### DIRECTIONS FOR THIS TASK
Exactly as they stand, the data below are to be printed again.

(GIVEN INFORMATION Opens)

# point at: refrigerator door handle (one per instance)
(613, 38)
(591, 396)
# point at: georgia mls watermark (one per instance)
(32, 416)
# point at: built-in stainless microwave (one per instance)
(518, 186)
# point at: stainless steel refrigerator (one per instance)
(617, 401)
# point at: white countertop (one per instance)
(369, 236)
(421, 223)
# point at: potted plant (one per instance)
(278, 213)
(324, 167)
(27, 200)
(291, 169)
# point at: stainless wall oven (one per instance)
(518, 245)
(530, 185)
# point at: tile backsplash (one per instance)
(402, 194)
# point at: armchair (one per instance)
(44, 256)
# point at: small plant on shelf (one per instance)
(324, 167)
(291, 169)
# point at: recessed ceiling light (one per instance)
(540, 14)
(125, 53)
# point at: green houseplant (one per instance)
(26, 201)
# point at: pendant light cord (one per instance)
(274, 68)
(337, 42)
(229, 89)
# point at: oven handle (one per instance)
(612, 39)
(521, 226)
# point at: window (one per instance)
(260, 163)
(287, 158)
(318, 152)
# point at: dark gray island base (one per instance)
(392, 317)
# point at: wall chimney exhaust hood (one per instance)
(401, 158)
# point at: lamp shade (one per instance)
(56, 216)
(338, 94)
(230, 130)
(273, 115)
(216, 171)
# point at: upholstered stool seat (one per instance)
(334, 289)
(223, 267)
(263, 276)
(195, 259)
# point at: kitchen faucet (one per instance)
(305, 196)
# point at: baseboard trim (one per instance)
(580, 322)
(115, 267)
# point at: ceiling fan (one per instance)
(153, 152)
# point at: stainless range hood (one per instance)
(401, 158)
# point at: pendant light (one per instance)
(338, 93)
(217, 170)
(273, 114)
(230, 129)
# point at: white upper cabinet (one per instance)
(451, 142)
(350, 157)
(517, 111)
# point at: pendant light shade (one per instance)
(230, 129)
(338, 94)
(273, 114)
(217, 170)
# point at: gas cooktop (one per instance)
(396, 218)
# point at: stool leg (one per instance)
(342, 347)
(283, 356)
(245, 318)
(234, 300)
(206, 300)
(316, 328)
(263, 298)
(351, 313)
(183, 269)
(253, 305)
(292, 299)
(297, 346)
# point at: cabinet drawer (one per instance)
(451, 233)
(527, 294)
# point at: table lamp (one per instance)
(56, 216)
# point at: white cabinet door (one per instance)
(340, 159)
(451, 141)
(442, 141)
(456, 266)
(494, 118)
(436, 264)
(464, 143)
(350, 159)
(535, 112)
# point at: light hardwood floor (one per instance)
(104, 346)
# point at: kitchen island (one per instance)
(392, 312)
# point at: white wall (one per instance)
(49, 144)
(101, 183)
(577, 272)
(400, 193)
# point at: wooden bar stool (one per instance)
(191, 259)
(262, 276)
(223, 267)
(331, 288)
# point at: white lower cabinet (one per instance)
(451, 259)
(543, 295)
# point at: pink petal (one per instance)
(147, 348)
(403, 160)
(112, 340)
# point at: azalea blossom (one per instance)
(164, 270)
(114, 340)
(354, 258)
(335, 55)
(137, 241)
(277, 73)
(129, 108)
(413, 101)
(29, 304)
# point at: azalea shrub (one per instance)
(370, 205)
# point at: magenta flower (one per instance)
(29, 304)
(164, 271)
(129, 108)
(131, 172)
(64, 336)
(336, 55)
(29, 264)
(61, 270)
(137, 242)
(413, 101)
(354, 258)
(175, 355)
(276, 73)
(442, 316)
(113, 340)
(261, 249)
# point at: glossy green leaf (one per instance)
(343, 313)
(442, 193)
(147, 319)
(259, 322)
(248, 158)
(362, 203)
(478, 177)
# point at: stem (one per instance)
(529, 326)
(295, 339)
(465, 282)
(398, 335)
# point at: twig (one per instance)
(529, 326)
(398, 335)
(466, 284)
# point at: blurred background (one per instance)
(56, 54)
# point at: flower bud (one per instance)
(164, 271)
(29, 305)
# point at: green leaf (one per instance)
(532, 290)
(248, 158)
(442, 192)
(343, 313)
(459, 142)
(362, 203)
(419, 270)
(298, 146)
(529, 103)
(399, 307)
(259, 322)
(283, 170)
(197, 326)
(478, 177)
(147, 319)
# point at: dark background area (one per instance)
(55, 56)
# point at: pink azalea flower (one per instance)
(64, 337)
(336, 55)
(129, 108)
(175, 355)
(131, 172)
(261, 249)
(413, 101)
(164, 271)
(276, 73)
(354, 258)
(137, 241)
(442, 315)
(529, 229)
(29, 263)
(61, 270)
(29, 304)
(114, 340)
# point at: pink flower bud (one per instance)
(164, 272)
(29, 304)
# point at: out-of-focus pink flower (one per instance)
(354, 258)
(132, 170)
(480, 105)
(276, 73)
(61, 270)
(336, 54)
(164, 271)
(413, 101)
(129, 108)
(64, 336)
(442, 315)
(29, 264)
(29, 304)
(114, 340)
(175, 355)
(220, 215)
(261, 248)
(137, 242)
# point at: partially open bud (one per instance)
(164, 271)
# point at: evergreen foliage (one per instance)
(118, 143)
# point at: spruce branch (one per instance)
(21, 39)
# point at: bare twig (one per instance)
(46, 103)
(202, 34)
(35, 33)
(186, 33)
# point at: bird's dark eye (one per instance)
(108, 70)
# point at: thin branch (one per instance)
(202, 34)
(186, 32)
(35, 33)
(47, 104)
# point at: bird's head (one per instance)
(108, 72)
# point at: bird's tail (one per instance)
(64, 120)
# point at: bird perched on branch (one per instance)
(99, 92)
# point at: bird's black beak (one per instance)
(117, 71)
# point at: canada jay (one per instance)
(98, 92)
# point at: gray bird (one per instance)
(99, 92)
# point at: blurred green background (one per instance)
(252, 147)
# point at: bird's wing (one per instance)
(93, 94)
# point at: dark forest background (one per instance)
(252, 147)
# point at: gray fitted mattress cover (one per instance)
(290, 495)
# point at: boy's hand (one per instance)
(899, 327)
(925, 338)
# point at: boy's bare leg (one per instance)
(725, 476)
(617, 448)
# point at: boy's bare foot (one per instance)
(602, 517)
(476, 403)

(GIVEN INFORMATION Closes)

### OUTPUT OF THE EXERCISE
# point at: refrigerator door handle (one per instance)
(613, 38)
(591, 396)
# point at: georgia mls watermark (one per instance)
(32, 416)
# point at: built-in stainless microwave (one per instance)
(518, 186)
# point at: stainless steel refrigerator (one per instance)
(617, 401)
# point at: white countertop (one per instance)
(369, 236)
(421, 223)
# point at: potted plant (one per instance)
(278, 213)
(324, 167)
(27, 200)
(291, 169)
# point at: stainless wall oven (one per instance)
(518, 245)
(530, 185)
# point at: tile backsplash (one per instance)
(402, 194)
# point at: armchair (one per instance)
(44, 256)
# point at: small plant on shelf (one per instance)
(324, 167)
(291, 169)
# point at: recessed ceiling light (one per instance)
(540, 14)
(125, 53)
# point at: green houseplant (one per instance)
(26, 201)
# point at: pendant light cord (one per instance)
(274, 68)
(337, 42)
(229, 89)
# point at: oven handle (one per instance)
(612, 39)
(521, 226)
# point at: window (one per instance)
(260, 163)
(287, 158)
(318, 152)
# point at: dark gray island base (one per instance)
(392, 317)
# point at: wall chimney exhaust hood (one per instance)
(401, 158)
# point at: lamp shade (one per instance)
(56, 216)
(338, 94)
(230, 130)
(273, 115)
(216, 171)
# point at: upholstered stool seat (one per instance)
(334, 289)
(223, 267)
(263, 276)
(195, 259)
# point at: kitchen faucet (one per instance)
(305, 196)
# point at: baseboard trim (one per instance)
(580, 322)
(115, 267)
# point at: ceiling fan (one per instance)
(153, 152)
# point at: stainless range hood (one per instance)
(401, 158)
# point at: pendant light (one per instance)
(338, 93)
(217, 170)
(273, 114)
(230, 129)
# point at: white upper cabinet (one per instance)
(451, 142)
(350, 157)
(517, 111)
# point at: pendant light shade (one per instance)
(230, 129)
(338, 94)
(273, 114)
(217, 170)
# point at: gas cooktop (one per instance)
(396, 218)
# point at: stool leg (one per instance)
(342, 347)
(283, 356)
(245, 318)
(234, 300)
(206, 300)
(316, 328)
(263, 298)
(351, 313)
(183, 269)
(253, 305)
(292, 299)
(297, 346)
# point at: cabinet drawer (one per instance)
(451, 233)
(527, 294)
# point at: table lamp (one per instance)
(56, 216)
# point at: white cabinet door (one per instance)
(340, 159)
(451, 141)
(442, 141)
(456, 266)
(494, 118)
(436, 264)
(464, 143)
(350, 159)
(535, 112)
# point at: light hardwood floor (one per instance)
(104, 346)
# point at: kitchen island (one per instance)
(392, 312)
# point at: white wall (one per instance)
(49, 144)
(101, 183)
(577, 272)
(400, 193)
# point at: wooden bar stool (one per instance)
(191, 259)
(262, 276)
(223, 267)
(331, 288)
# point at: white lower cabinet (one per instance)
(451, 259)
(543, 295)
# point at: pink petal (one per instance)
(147, 348)
(403, 160)
(112, 340)
# point at: azalea blossom (one per instance)
(164, 270)
(114, 340)
(354, 258)
(335, 55)
(137, 241)
(277, 73)
(129, 108)
(413, 101)
(29, 304)
# point at: azalea shrub (one per instance)
(370, 205)
# point at: magenta flower (one per instance)
(29, 304)
(164, 271)
(129, 108)
(131, 172)
(64, 336)
(336, 55)
(29, 264)
(61, 270)
(137, 242)
(413, 101)
(354, 258)
(175, 355)
(276, 73)
(442, 316)
(113, 340)
(261, 249)
# point at: glossy green leaf (one per instance)
(343, 313)
(442, 193)
(147, 319)
(259, 322)
(248, 158)
(362, 203)
(478, 177)
# point at: stem (one per instance)
(529, 326)
(295, 339)
(465, 282)
(398, 335)
# point at: twig (one per instance)
(529, 326)
(398, 335)
(466, 284)
# point at: blurred background (one per instance)
(56, 54)
# point at: flower bud (one per instance)
(164, 271)
(29, 305)
# point at: green leaf (one per instance)
(532, 290)
(248, 158)
(442, 192)
(343, 313)
(459, 142)
(362, 203)
(419, 270)
(298, 146)
(529, 103)
(399, 307)
(259, 322)
(283, 170)
(197, 326)
(478, 177)
(147, 319)
# point at: dark background area (one per instance)
(55, 56)
# point at: pink azalea flower (one per instance)
(64, 337)
(336, 55)
(129, 108)
(175, 355)
(131, 172)
(261, 249)
(413, 101)
(164, 271)
(276, 73)
(354, 258)
(137, 241)
(442, 315)
(529, 229)
(29, 263)
(61, 270)
(29, 304)
(114, 340)
# point at: pink flower bud (one per instance)
(164, 272)
(29, 304)
# point at: out-of-focus pink flower (one per instance)
(354, 258)
(132, 170)
(480, 105)
(276, 73)
(61, 270)
(336, 54)
(164, 271)
(413, 101)
(129, 108)
(64, 336)
(442, 315)
(29, 264)
(29, 304)
(114, 340)
(175, 355)
(220, 215)
(261, 248)
(137, 242)
# point at: partially open bud (one per instance)
(164, 271)
# point at: evergreen foliage (one per instance)
(118, 143)
# point at: spruce branch (one per instance)
(21, 39)
# point at: bare twig (one per instance)
(46, 103)
(202, 34)
(35, 33)
(186, 33)
# point at: bird's dark eye (one per instance)
(108, 70)
# point at: thin branch (one per instance)
(202, 34)
(186, 32)
(35, 33)
(47, 104)
# point at: bird's head (one per instance)
(108, 72)
# point at: bird's tail (one per instance)
(64, 120)
# point at: bird perched on branch (one per instance)
(99, 92)
# point at: bird's black beak (one per instance)
(117, 71)
# point at: canada jay (one per instance)
(98, 92)
# point at: gray bird (one per instance)
(99, 92)
# point at: blurred green background (one per instance)
(252, 147)
# point at: bird's wing (one per instance)
(93, 94)
# point at: dark forest background (one per instance)
(252, 147)
# point at: gray fitted mattress cover (one per instance)
(290, 495)
# point at: boy's hand (one per instance)
(899, 327)
(925, 338)
# point at: boy's bare leg (one per instance)
(725, 476)
(617, 448)
# point at: boy's bare foot (one per instance)
(602, 517)
(476, 403)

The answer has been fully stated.